According to The New York Times's Paul Krugman, Liberty University is Exhibit A of life-threatening "science denial." As students returned from Spring Break, Jerry Falwell Jr. announced the school would remain open, welcome students and faculty back to campus, and hold some classes in person. Yet news outlets reported that Liberty University would "reopen," making the school notorious across the country for risking infection.

"What lies behind Republican science denial?" Krugman asked. "The answer seems to be a combination of fealty to special interests and fealty to evangelical Christian leaders like Jerry Falwell Jr., who dismissed the coronavirus as a plot against Trump, then reopened his university despite health officials’ warnings, and seems to have created his own personal viral hot spot."

Yet Liberty did not "reopen." It merely "remained open," as the statement the school sent to government authorities made clear. Falwell transitioned the vast majority of classes online. He did welcome students and faculty back after Spring Break, however, and some students have reportedly showed symptoms of COVID-19.

The New York Times quoted Liberty University lead physician Thomas W. Eppes Jr. saying that nearly a dozen students showed COVID-19 symptoms. Three students were tested: one tested positive, another tested negative, and results are pending for the third. According to Liberty, Eppes disputes ever having said nearly 12 students showed symptoms.

After Liberty University partially welcomed students back last week, the Central Virginia Health District dispatched health specialists to survey the campus amid community concerns. According to a statement from the district, two specialists performed a check on open areas and food establishments on campus, and they found no violations of Gov. Ralph Northam (D-Va.)'s Executive Order 53.

Employees served food, even keeping the usual self-serve products behind countertops. Staff sanitized equipment like soda machines and utensil dispensers every fifteen minutes.

Falwell published an article in Newsweek explaining his university's position.

"As a Christian university, we also consider it our duty to continue to act with compassion in the midst of this crisis—and we're proving that we can be in total compliance with the law under this current emergency while also fulfilling our Christian mission. We're living up to our duty—not shirking it—by allowing a small percentage of our residential students to stay safe on our campus," he wrote.

▶ _Explore the material_
A. Summarize the article on Liberty University in two sentences.
B. Carry on the article about Liberty University from the point where it stops.

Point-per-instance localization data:

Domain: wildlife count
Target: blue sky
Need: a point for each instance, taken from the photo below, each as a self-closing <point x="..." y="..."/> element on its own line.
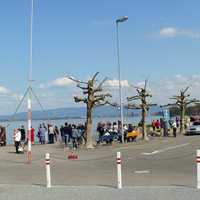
<point x="161" y="40"/>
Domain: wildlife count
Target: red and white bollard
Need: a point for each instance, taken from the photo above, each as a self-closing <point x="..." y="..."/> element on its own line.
<point x="198" y="169"/>
<point x="119" y="171"/>
<point x="48" y="173"/>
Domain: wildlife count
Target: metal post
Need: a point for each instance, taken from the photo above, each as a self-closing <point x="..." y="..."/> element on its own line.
<point x="48" y="172"/>
<point x="120" y="86"/>
<point x="29" y="154"/>
<point x="119" y="171"/>
<point x="198" y="169"/>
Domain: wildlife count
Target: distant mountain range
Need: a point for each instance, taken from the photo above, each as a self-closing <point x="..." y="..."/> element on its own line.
<point x="75" y="112"/>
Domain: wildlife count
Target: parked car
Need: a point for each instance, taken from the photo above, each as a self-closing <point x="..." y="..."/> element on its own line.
<point x="194" y="129"/>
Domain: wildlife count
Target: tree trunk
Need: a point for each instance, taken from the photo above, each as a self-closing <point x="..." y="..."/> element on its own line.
<point x="144" y="132"/>
<point x="89" y="142"/>
<point x="182" y="121"/>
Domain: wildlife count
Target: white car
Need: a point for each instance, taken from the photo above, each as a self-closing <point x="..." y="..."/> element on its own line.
<point x="193" y="129"/>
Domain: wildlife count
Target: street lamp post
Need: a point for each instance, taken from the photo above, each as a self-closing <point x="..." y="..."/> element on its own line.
<point x="122" y="19"/>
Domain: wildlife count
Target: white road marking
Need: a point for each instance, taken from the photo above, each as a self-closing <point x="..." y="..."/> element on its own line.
<point x="165" y="149"/>
<point x="142" y="172"/>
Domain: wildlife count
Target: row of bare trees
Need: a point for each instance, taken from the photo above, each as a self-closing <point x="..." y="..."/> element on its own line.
<point x="94" y="96"/>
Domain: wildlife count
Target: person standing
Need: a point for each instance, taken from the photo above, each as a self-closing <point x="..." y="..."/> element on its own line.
<point x="23" y="133"/>
<point x="32" y="135"/>
<point x="51" y="134"/>
<point x="74" y="137"/>
<point x="153" y="124"/>
<point x="174" y="127"/>
<point x="56" y="133"/>
<point x="67" y="134"/>
<point x="17" y="139"/>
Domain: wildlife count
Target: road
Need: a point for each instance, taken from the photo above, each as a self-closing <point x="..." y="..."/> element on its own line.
<point x="160" y="162"/>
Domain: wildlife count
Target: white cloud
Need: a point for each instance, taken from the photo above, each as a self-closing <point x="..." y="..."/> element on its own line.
<point x="115" y="83"/>
<point x="170" y="32"/>
<point x="60" y="82"/>
<point x="4" y="90"/>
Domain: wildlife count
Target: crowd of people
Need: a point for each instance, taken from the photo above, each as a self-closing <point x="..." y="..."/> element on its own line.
<point x="166" y="125"/>
<point x="73" y="135"/>
<point x="69" y="134"/>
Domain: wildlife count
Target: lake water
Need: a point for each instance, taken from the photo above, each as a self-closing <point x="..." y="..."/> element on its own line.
<point x="35" y="124"/>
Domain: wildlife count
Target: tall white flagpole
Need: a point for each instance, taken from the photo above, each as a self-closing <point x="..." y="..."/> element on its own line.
<point x="29" y="153"/>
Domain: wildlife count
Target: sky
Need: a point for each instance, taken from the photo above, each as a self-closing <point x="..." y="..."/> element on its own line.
<point x="159" y="42"/>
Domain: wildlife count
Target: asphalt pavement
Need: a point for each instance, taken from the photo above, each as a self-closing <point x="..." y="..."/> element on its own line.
<point x="167" y="164"/>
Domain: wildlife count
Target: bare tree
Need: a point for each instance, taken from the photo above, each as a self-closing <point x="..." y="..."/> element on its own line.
<point x="143" y="105"/>
<point x="93" y="97"/>
<point x="182" y="102"/>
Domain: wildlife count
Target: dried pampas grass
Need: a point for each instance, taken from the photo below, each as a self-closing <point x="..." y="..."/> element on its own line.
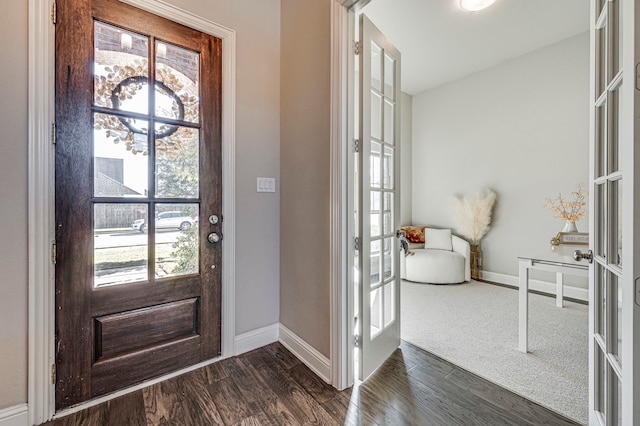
<point x="473" y="214"/>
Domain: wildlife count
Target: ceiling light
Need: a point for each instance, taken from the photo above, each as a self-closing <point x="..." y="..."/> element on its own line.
<point x="475" y="5"/>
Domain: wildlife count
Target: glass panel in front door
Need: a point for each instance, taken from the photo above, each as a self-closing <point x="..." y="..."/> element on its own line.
<point x="144" y="181"/>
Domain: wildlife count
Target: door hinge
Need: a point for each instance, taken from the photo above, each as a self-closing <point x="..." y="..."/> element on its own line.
<point x="54" y="13"/>
<point x="357" y="47"/>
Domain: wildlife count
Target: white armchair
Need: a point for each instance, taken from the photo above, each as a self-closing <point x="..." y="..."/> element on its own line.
<point x="444" y="259"/>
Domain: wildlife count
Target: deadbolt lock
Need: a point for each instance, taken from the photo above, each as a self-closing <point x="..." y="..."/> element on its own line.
<point x="214" y="238"/>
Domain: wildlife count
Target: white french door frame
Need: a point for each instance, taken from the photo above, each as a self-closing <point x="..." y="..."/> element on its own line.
<point x="41" y="197"/>
<point x="342" y="225"/>
<point x="625" y="81"/>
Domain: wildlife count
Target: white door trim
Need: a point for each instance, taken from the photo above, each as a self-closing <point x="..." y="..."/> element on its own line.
<point x="41" y="191"/>
<point x="341" y="351"/>
<point x="341" y="194"/>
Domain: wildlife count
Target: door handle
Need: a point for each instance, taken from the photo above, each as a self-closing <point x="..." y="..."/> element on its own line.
<point x="579" y="256"/>
<point x="214" y="238"/>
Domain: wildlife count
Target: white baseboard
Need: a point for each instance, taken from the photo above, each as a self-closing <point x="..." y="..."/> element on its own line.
<point x="538" y="285"/>
<point x="317" y="362"/>
<point x="17" y="415"/>
<point x="257" y="338"/>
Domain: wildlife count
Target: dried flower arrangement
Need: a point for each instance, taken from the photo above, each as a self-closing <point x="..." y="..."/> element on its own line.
<point x="124" y="82"/>
<point x="473" y="214"/>
<point x="570" y="211"/>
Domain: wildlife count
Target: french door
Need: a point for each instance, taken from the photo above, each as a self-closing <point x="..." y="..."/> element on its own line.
<point x="379" y="198"/>
<point x="138" y="197"/>
<point x="614" y="323"/>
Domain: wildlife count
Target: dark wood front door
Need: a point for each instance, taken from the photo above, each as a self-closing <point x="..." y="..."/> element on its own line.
<point x="138" y="180"/>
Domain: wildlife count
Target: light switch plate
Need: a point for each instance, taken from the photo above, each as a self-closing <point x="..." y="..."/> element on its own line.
<point x="266" y="185"/>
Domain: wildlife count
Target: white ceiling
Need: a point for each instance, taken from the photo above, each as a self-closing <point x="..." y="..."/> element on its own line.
<point x="440" y="43"/>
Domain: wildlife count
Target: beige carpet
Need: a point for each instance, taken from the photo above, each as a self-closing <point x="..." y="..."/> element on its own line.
<point x="475" y="326"/>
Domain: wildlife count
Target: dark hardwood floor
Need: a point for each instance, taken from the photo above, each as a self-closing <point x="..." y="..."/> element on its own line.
<point x="269" y="386"/>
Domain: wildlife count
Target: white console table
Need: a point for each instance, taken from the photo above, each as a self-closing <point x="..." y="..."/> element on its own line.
<point x="552" y="263"/>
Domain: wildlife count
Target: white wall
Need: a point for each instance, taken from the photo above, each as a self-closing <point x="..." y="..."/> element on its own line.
<point x="520" y="128"/>
<point x="406" y="181"/>
<point x="257" y="24"/>
<point x="13" y="203"/>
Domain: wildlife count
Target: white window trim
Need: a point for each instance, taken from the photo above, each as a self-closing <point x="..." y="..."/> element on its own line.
<point x="41" y="197"/>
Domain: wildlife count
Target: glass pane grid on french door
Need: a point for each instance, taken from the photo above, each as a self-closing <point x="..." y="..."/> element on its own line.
<point x="145" y="158"/>
<point x="607" y="201"/>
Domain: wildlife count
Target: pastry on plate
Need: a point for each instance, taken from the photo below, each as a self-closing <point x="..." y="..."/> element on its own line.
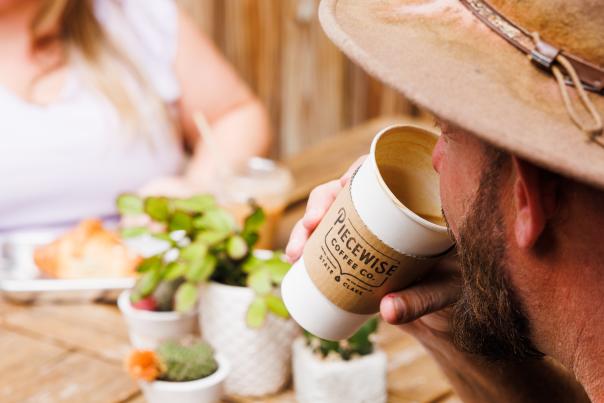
<point x="88" y="250"/>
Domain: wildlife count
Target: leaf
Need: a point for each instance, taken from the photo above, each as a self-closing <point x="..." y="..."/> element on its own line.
<point x="200" y="271"/>
<point x="150" y="263"/>
<point x="175" y="270"/>
<point x="163" y="237"/>
<point x="180" y="221"/>
<point x="260" y="281"/>
<point x="195" y="204"/>
<point x="215" y="219"/>
<point x="147" y="282"/>
<point x="275" y="305"/>
<point x="194" y="251"/>
<point x="133" y="232"/>
<point x="236" y="247"/>
<point x="129" y="204"/>
<point x="278" y="269"/>
<point x="251" y="238"/>
<point x="186" y="297"/>
<point x="256" y="313"/>
<point x="212" y="237"/>
<point x="157" y="208"/>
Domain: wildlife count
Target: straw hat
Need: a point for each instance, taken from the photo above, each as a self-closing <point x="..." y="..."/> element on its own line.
<point x="466" y="61"/>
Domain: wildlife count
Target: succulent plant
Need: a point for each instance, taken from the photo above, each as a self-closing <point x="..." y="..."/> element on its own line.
<point x="358" y="345"/>
<point x="204" y="244"/>
<point x="182" y="362"/>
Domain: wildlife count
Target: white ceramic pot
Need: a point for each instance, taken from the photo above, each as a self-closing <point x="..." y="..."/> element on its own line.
<point x="147" y="328"/>
<point x="360" y="380"/>
<point x="260" y="358"/>
<point x="205" y="390"/>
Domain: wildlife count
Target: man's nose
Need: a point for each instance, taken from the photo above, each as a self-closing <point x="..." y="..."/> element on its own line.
<point x="437" y="154"/>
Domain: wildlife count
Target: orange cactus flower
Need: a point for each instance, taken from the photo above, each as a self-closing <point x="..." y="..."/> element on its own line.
<point x="144" y="365"/>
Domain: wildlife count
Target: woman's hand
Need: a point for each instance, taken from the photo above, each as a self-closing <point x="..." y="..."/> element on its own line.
<point x="437" y="291"/>
<point x="170" y="186"/>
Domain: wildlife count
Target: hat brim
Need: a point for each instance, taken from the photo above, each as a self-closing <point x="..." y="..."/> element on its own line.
<point x="440" y="56"/>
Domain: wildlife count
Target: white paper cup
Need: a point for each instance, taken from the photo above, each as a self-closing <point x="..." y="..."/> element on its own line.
<point x="383" y="232"/>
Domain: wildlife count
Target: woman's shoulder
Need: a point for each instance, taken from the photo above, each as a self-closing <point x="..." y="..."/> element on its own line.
<point x="148" y="31"/>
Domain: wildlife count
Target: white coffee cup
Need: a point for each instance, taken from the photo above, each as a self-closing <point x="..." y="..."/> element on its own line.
<point x="384" y="231"/>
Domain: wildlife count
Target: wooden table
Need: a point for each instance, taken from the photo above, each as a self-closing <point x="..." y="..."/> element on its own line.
<point x="75" y="352"/>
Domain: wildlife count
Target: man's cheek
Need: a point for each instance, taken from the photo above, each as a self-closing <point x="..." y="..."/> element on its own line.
<point x="448" y="204"/>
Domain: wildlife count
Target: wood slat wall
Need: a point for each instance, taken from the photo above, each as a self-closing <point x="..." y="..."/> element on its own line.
<point x="311" y="89"/>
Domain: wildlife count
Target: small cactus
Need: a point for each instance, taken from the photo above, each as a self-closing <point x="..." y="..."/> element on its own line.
<point x="184" y="362"/>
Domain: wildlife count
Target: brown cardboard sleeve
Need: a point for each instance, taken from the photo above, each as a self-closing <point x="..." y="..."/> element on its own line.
<point x="351" y="266"/>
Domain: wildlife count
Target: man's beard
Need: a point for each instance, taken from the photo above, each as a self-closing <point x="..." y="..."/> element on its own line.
<point x="488" y="319"/>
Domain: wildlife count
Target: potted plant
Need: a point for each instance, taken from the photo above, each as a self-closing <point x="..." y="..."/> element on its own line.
<point x="195" y="235"/>
<point x="351" y="371"/>
<point x="243" y="316"/>
<point x="184" y="372"/>
<point x="241" y="312"/>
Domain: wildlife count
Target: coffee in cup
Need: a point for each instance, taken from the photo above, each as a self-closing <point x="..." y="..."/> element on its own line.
<point x="383" y="232"/>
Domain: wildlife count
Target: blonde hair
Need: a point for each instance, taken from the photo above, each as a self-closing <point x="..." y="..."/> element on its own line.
<point x="74" y="25"/>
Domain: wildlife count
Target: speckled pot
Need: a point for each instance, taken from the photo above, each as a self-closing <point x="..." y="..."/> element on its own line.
<point x="260" y="358"/>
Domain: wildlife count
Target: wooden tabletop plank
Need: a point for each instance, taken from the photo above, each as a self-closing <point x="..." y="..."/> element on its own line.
<point x="96" y="328"/>
<point x="17" y="349"/>
<point x="77" y="378"/>
<point x="332" y="157"/>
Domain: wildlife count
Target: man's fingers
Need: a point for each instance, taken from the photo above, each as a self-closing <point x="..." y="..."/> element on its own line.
<point x="428" y="296"/>
<point x="297" y="239"/>
<point x="319" y="201"/>
<point x="346" y="177"/>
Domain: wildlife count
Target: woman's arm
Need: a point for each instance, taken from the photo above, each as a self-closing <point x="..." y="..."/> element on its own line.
<point x="210" y="85"/>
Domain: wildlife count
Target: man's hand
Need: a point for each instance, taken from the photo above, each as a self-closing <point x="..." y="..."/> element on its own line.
<point x="421" y="310"/>
<point x="435" y="292"/>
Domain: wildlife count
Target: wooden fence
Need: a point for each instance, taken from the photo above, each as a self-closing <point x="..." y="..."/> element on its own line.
<point x="310" y="88"/>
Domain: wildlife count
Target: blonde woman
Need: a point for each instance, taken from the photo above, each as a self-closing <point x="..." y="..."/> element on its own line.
<point x="97" y="98"/>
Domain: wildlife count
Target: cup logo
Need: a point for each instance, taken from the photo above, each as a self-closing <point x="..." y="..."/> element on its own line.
<point x="351" y="266"/>
<point x="351" y="257"/>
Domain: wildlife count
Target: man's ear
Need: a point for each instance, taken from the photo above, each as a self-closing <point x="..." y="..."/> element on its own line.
<point x="534" y="201"/>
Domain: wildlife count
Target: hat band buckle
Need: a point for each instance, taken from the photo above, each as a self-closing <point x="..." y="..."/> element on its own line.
<point x="567" y="68"/>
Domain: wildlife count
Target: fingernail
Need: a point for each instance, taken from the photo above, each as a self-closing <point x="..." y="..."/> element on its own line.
<point x="398" y="308"/>
<point x="292" y="248"/>
<point x="311" y="215"/>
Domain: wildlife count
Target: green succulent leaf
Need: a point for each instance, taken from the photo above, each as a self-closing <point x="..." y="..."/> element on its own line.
<point x="133" y="232"/>
<point x="236" y="247"/>
<point x="200" y="271"/>
<point x="175" y="270"/>
<point x="254" y="221"/>
<point x="260" y="281"/>
<point x="212" y="237"/>
<point x="157" y="208"/>
<point x="186" y="297"/>
<point x="129" y="204"/>
<point x="215" y="219"/>
<point x="147" y="282"/>
<point x="275" y="305"/>
<point x="256" y="313"/>
<point x="162" y="237"/>
<point x="180" y="221"/>
<point x="150" y="263"/>
<point x="278" y="269"/>
<point x="195" y="204"/>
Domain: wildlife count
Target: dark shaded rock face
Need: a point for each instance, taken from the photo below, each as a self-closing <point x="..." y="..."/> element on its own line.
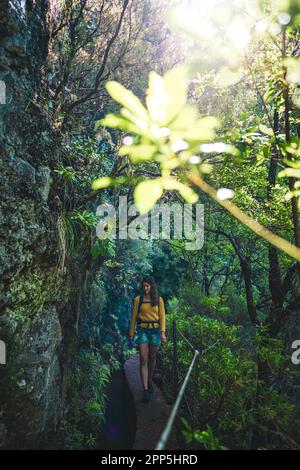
<point x="37" y="302"/>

▶ _Answers per task_
A. Paul Krugman of The New York Times held up Liberty University as an example of science denial after news outlets reported that it would "reopen," though the school had actually remained open, moved most classes online, and welcomed students back after Spring Break. Health specialists from the Central Virginia Health District found no violations of Executive Order 53 on campus, and Jerry Falwell Jr. defended the university's position in Newsweek as both compassionate and in total compliance with the law.

B.
He listed Liberty University's efforts to limit the spread of the coronavirus:

Our entire course selection moved to our online platform.

Students were given the option to learn from home.

No classes are conducted in person, except for a few labs limited to 10 or fewer students.

Faculty have the option of working from home and conducting their office hours remotely.

All food services are takeout only. All other non-essential facilities, such as fitness and social centers, are closed.

Every touchpoint is wiped down and disinfected by our dutiful staff throughout the day.

Our computer centers only have every third computer operational for social distancing.

Our police force has a campus-wide presence ensuring that people follow our strict rules.

We have designated a former hotel, currently vacant, as a quarantine site if it is needed.

When students were allowed to return to campus, about 1,100 of the 15,500 students returned, Falwell said. This number included "hundreds of international students who truly have nowhere else to go. They are now living a nomadic life, keeping a strict distance from others in their dorms and in public spaces, and they're continuing their coursework through Liberty University Online Programs."

In his Newsweek article, Falwell noted that Virginia Tech is allowing roughly 950 foreign students to remain on campus, and the University of Virginia is allowing about 300 remain. A Virginia Tech student has also tested positive for the coronavirus.

Liberty students and faculty have long complained about Falwell's control over the campus, claiming he censors their voices and abuses his position. He arguably embarrassed himself in his gushing praise of Donald Trump during the 2016 primary, and his Trumpian swagger may detract from his evangelical leadership.

Falwell had downplayed the threats of the virus before announcing that Liberty would remain open, and his announcement drew attention precisely because it seemed defiant of national trends. Falwell insisted that "ninety-nine percent of [students] are not at the age to be at risk and they don’t have conditions that put them at risk." While the elderly are at greatest risk of death from COVID-19, young people have gotten the disease and died from it, and Falwell should not have made these remarks.

Despite Falwell's unfortunate remarks, Liberty is not a "viral hot spot."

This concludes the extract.